### CHALLENGE
Copy all the entries below exactly, but not the pictures.

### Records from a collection
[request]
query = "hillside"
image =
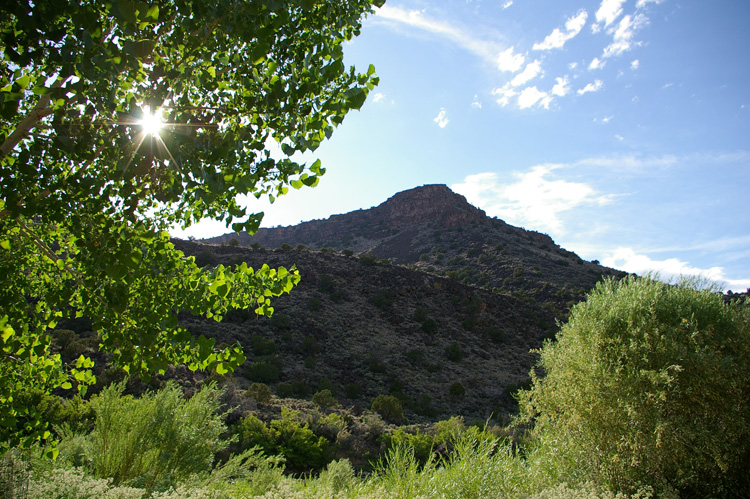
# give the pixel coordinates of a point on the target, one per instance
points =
(434, 302)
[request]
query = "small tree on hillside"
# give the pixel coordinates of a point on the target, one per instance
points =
(121, 119)
(647, 384)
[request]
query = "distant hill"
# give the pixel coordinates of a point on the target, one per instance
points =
(423, 297)
(433, 229)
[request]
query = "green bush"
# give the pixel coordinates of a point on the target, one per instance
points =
(281, 321)
(389, 407)
(263, 371)
(429, 326)
(457, 391)
(420, 314)
(156, 440)
(368, 259)
(262, 346)
(353, 391)
(260, 392)
(453, 352)
(384, 299)
(648, 383)
(324, 399)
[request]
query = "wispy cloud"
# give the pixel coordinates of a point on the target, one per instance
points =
(596, 63)
(629, 260)
(508, 61)
(441, 118)
(622, 36)
(640, 4)
(562, 87)
(535, 198)
(591, 87)
(531, 71)
(557, 38)
(530, 96)
(609, 11)
(503, 58)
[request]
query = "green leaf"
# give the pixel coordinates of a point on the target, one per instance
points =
(117, 272)
(7, 333)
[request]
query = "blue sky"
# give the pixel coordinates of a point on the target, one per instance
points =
(621, 128)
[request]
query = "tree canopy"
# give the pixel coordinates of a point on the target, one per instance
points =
(88, 191)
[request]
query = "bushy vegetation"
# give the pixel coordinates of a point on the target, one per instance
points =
(642, 394)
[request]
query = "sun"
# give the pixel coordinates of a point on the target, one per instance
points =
(151, 123)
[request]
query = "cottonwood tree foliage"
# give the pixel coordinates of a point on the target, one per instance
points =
(86, 193)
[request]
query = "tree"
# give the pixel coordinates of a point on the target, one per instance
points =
(647, 384)
(89, 185)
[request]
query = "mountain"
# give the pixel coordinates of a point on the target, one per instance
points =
(433, 229)
(423, 297)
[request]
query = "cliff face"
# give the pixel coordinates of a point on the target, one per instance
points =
(430, 204)
(435, 230)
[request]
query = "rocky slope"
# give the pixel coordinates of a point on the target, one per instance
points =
(423, 297)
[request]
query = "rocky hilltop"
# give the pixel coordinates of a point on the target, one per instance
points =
(423, 297)
(435, 230)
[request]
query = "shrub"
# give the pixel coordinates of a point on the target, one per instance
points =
(420, 314)
(262, 371)
(416, 356)
(384, 299)
(262, 346)
(457, 391)
(281, 321)
(260, 392)
(389, 407)
(647, 383)
(353, 391)
(429, 326)
(324, 399)
(368, 259)
(314, 304)
(453, 352)
(157, 439)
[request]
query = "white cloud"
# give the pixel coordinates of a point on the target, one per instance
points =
(640, 4)
(629, 260)
(534, 200)
(557, 38)
(609, 10)
(505, 94)
(591, 87)
(596, 63)
(531, 71)
(622, 36)
(487, 50)
(508, 61)
(562, 87)
(441, 118)
(532, 95)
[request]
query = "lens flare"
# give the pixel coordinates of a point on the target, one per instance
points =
(151, 123)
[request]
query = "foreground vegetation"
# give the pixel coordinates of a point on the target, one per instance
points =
(644, 394)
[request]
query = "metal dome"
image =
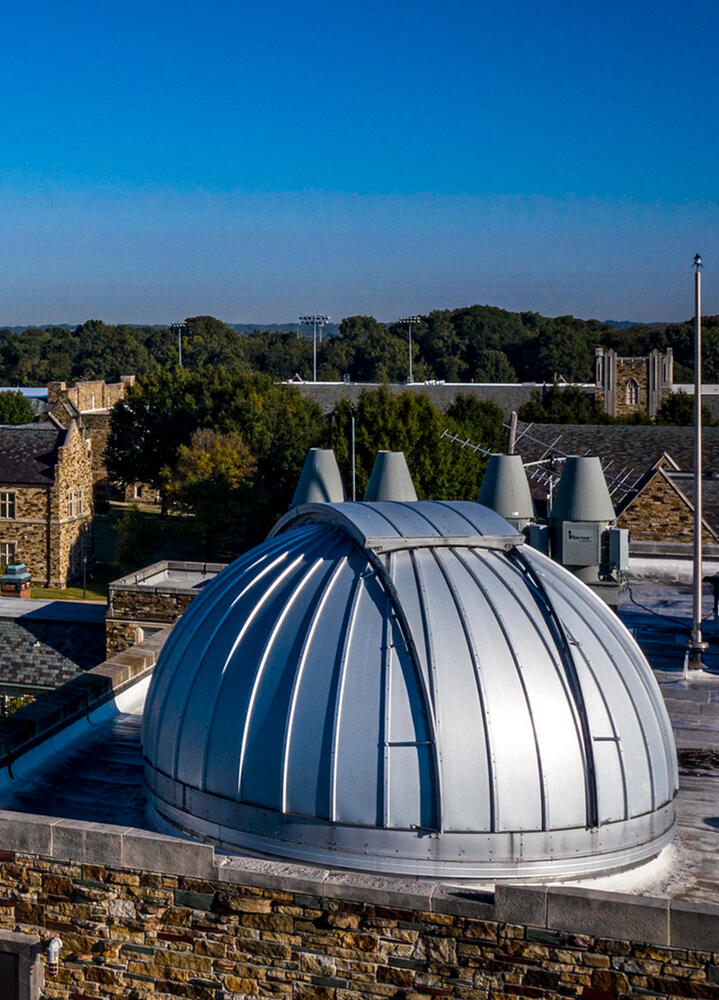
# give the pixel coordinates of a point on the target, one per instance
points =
(406, 687)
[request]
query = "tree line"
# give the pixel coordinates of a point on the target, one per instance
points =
(473, 344)
(228, 447)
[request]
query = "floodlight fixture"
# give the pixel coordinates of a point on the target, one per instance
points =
(179, 325)
(316, 320)
(409, 321)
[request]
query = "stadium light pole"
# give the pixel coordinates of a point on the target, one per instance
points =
(695, 646)
(316, 320)
(179, 327)
(408, 321)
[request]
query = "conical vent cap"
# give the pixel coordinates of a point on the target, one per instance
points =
(390, 479)
(505, 488)
(582, 494)
(320, 480)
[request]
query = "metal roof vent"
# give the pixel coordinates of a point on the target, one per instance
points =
(320, 480)
(582, 533)
(582, 493)
(408, 688)
(390, 479)
(506, 490)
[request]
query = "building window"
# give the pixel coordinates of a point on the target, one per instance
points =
(7, 505)
(7, 554)
(75, 504)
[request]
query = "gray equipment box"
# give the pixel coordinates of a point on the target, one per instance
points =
(618, 549)
(538, 537)
(581, 543)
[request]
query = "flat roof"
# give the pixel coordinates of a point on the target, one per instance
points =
(170, 575)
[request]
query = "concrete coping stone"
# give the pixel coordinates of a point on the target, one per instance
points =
(81, 695)
(567, 909)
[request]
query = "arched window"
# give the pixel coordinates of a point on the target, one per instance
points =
(632, 392)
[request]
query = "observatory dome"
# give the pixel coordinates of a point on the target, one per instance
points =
(406, 687)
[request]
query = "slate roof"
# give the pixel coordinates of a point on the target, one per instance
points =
(634, 447)
(28, 452)
(47, 654)
(508, 397)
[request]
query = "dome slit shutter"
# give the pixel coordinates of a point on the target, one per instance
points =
(522, 682)
(565, 652)
(385, 580)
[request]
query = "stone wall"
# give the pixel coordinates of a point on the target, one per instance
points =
(631, 368)
(92, 400)
(98, 427)
(137, 608)
(29, 530)
(141, 915)
(90, 395)
(658, 513)
(132, 604)
(71, 536)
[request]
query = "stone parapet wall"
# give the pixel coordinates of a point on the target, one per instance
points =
(141, 914)
(146, 604)
(88, 691)
(133, 604)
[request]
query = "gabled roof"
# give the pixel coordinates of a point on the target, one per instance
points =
(28, 452)
(660, 471)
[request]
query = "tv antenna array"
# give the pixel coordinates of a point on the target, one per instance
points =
(546, 470)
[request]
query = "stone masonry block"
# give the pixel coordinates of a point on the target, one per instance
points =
(609, 915)
(521, 904)
(27, 833)
(694, 926)
(92, 843)
(159, 853)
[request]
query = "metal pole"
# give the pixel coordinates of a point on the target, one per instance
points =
(354, 463)
(696, 646)
(512, 442)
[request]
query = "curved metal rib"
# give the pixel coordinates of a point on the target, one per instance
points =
(565, 652)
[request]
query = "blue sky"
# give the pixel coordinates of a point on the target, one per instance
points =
(259, 161)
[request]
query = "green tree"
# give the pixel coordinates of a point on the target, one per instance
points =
(162, 411)
(678, 409)
(493, 366)
(210, 481)
(15, 409)
(407, 422)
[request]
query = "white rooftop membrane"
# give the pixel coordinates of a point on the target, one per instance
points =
(404, 687)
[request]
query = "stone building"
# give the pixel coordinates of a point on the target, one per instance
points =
(46, 487)
(92, 402)
(148, 600)
(657, 509)
(630, 385)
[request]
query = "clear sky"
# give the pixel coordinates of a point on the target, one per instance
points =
(258, 161)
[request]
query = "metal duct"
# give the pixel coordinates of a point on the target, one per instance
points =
(408, 688)
(390, 479)
(506, 490)
(320, 480)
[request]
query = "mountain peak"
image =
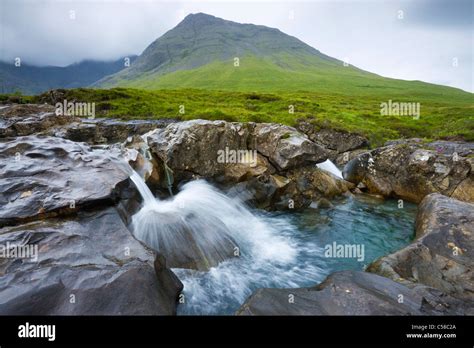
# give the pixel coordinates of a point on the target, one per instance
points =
(201, 39)
(200, 19)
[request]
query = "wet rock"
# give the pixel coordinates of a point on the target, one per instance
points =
(285, 147)
(231, 152)
(338, 141)
(191, 149)
(27, 119)
(411, 171)
(107, 131)
(87, 265)
(306, 185)
(343, 158)
(45, 176)
(353, 293)
(442, 256)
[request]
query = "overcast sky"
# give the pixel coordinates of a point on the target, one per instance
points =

### FINISHED TASK
[request]
query = "hillside"
image =
# give the pixel coordinates of a point on the target, one per instance
points =
(434, 302)
[request]
query = "small tree on hillside"
# give the pixel coordinates of a point on the target, one per instance
points =
(121, 119)
(647, 384)
[request]
query = "distant hill"
# give the pixel coordinates of a point on the target, one per instance
points =
(423, 297)
(433, 229)
[request]
query = "green bush"
# give the pixel coordinates of a point on the target, one per instance
points =
(281, 321)
(389, 407)
(263, 371)
(429, 326)
(457, 391)
(420, 314)
(156, 440)
(368, 259)
(262, 346)
(353, 391)
(260, 392)
(453, 352)
(384, 299)
(648, 383)
(324, 399)
[request]
query = "wispy cloud"
# give the pixel coordinates of a point on the target, one per instance
points =
(596, 63)
(629, 260)
(508, 61)
(441, 118)
(622, 36)
(640, 4)
(562, 87)
(535, 198)
(591, 87)
(531, 71)
(557, 38)
(530, 96)
(609, 11)
(503, 58)
[request]
query = "green leaf"
# give the pixel coordinates of a point on the target, one per instance
points =
(117, 272)
(7, 333)
[request]
query = "blue sky"
# give the pixel coordinates of a point on the target, one per instance
points =
(621, 128)
[request]
query = "tree canopy"
# give the pixel coordinates of a point on the target, one per instance
points =
(88, 191)
[request]
query = "bushy vegetation"
# give the pixel coordinates of a point on the target, one per instance
points =
(642, 394)
[request]
query = "sun"
# give the pixel coordinates of a point on the target, one per instance
points =
(151, 123)
[request]
query = "cottonwood tree foliage"
# give the pixel coordinates of a point on the target, one per instance
points =
(86, 193)
[request]
query = "tree"
# give the pixel coordinates of a point on the target, one per instance
points =
(647, 384)
(89, 185)
[request]
query = "mountain"
# give the pixel coordinates of a point on the target, one per instance
points =
(433, 229)
(423, 297)
[request]
query = "cliff face"
# give the pixel coordinates of a point on the target, one per instance
points =
(430, 204)
(435, 230)
[request]
query = "rocky slope"
# give the pixel coordinates of a point on the target, one per instance
points =
(423, 297)
[request]
query = "rocky hilltop"
# give the pixel coordinates of a point on the target, one per instance
points =
(423, 297)
(435, 230)
[request]
query = "shrub"
# give the pixel coordinates of a point on the target, one per instance
points =
(420, 314)
(262, 371)
(416, 356)
(384, 299)
(262, 346)
(457, 391)
(281, 321)
(260, 392)
(389, 407)
(647, 383)
(353, 391)
(429, 326)
(324, 399)
(368, 259)
(314, 304)
(453, 352)
(157, 439)
[request]
query = "white cloud"
# give the pixel coordinates of a point on the target, one per instance
points =
(640, 4)
(629, 260)
(534, 200)
(557, 38)
(609, 10)
(505, 94)
(591, 87)
(596, 63)
(531, 71)
(622, 36)
(487, 50)
(508, 61)
(562, 87)
(441, 118)
(532, 95)
[request]
query = "lens flare"
# give the pixel coordinates of a point on the target, one per instance
points =
(151, 123)
[request]
query = "foreground vegetation"
# give the pixel coordinates of a point on the target, one per instance
points =
(644, 394)
[request]
query = "metal dome"
image =
# give the pixel coordinates of a point on the target, one per instance
points =
(406, 687)
[request]
query = "tree line"
# give the pixel coordinates of a point on the target, one per instance
points =
(473, 344)
(228, 447)
[request]
query = "floodlight fixture"
# give the pixel coordinates of a point on the target, one per instance
points =
(179, 325)
(316, 320)
(409, 321)
[request]
query = "stadium light pole"
# give the pixel coordinates of a point on the target, one per instance
points =
(695, 646)
(316, 320)
(179, 327)
(408, 321)
[request]
query = "conical vent cap"
# give the pixel coordinates of a point on the target, one per instance
points =
(390, 479)
(505, 488)
(582, 494)
(320, 480)
[request]
query = "metal roof vent"
# give the pixel coordinates of a point on the target, one per instance
points =
(320, 480)
(582, 533)
(582, 493)
(408, 688)
(390, 479)
(506, 490)
[request]
query = "building window"
# give the pixel coordinates of a point on the target, one per instance
points =
(7, 505)
(7, 554)
(75, 504)
[request]
query = "gray equipment box"
# give the pixel coordinates of a point on the target, one per instance
points =
(618, 549)
(538, 537)
(581, 543)
[request]
query = "flat roof"
# give the pixel coordinates of a point on the target, one per instance
points =
(170, 575)
[request]
query = "concrete coping stone"
# give the pixel coordinates of a point on the target, one per instance
points =
(81, 695)
(567, 909)
[request]
query = "arched window"
# give the pixel coordinates of a point on the target, one per instance
points =
(632, 392)
[request]
query = "observatory dome"
# give the pixel coordinates of a point on the target, one per instance
points =
(406, 687)
[request]
query = "slate roof"
# give the pixel coordinates of a point on the target, one per instance
points =
(634, 447)
(28, 452)
(47, 654)
(508, 397)
[request]
query = "dome slit shutter"
# give the pixel coordinates of a point on the target, one per instance
points =
(522, 682)
(565, 652)
(385, 580)
[request]
query = "stone wall"
# give the pixel coordinates of a point on the target, one per instance
points =
(631, 368)
(92, 400)
(98, 427)
(137, 608)
(29, 530)
(141, 915)
(90, 395)
(658, 513)
(132, 604)
(71, 536)
[request]
query = "stone parapet wall"
# give the pixel coordinates of a point on the target, one per instance
points =
(141, 914)
(146, 604)
(88, 691)
(133, 604)
[request]
query = "gabled roof"
# give the pixel coordinates of a point on the target, one per instance
points =
(28, 452)
(660, 471)
[request]
query = "tv antenna array"
# give the pixel coordinates of a point on the target, one per instance
points =
(546, 470)
[request]
query = "stone masonry block"
# give the pixel coordinates of a point on the target, one per instance
points =
(609, 915)
(521, 904)
(27, 833)
(694, 926)
(92, 843)
(159, 853)
[request]
query = "metal pole"
# give the pixel coordinates of a point on the target, one per instance
points =
(354, 463)
(696, 646)
(512, 442)
[request]
query = "curved metal rib"
# give the pixel coordinates of a point on the target, one per instance
points =
(565, 652)
[request]
query = "blue sky"
# give the pixel coordinates of a point on the target, one per instance
points =
(259, 161)
[request]
query = "green tree"
# give the pixel coordinates of a point on the target, one per instance
points =
(162, 411)
(678, 409)
(493, 366)
(210, 481)
(15, 409)
(407, 422)
[request]
query = "white rooftop membrane"
# give the pixel coordinates of a point on the target, one per instance
points =
(404, 687)
[request]
query = "stone building"
# give the pixel coordinates of a point on the target, one per instance
points =
(46, 487)
(92, 402)
(148, 600)
(657, 509)
(630, 385)
[request]
query = "clear sky"
# give the pixel coordinates of a point on the target, one per instance
points =
(258, 161)
[request]
query = "metal duct"
# give the pixel coordinates of a point on the target, one per instance
points =
(408, 688)
(390, 479)
(506, 490)
(320, 480)
[request]
query = "mountain peak"
image =
# give the pixel coordinates of a point on the target, one per instance
points =
(201, 39)
(200, 19)
[request]
query = "wet rock"
# give the pixel coordinates of a point on the target, one per instance
points =
(285, 147)
(231, 152)
(338, 141)
(191, 149)
(27, 119)
(411, 171)
(107, 131)
(87, 265)
(306, 185)
(343, 158)
(45, 176)
(353, 293)
(442, 256)
[request]
query = "overcast sky"
# give the pixel coordinates of a point on the target, one per instance
points =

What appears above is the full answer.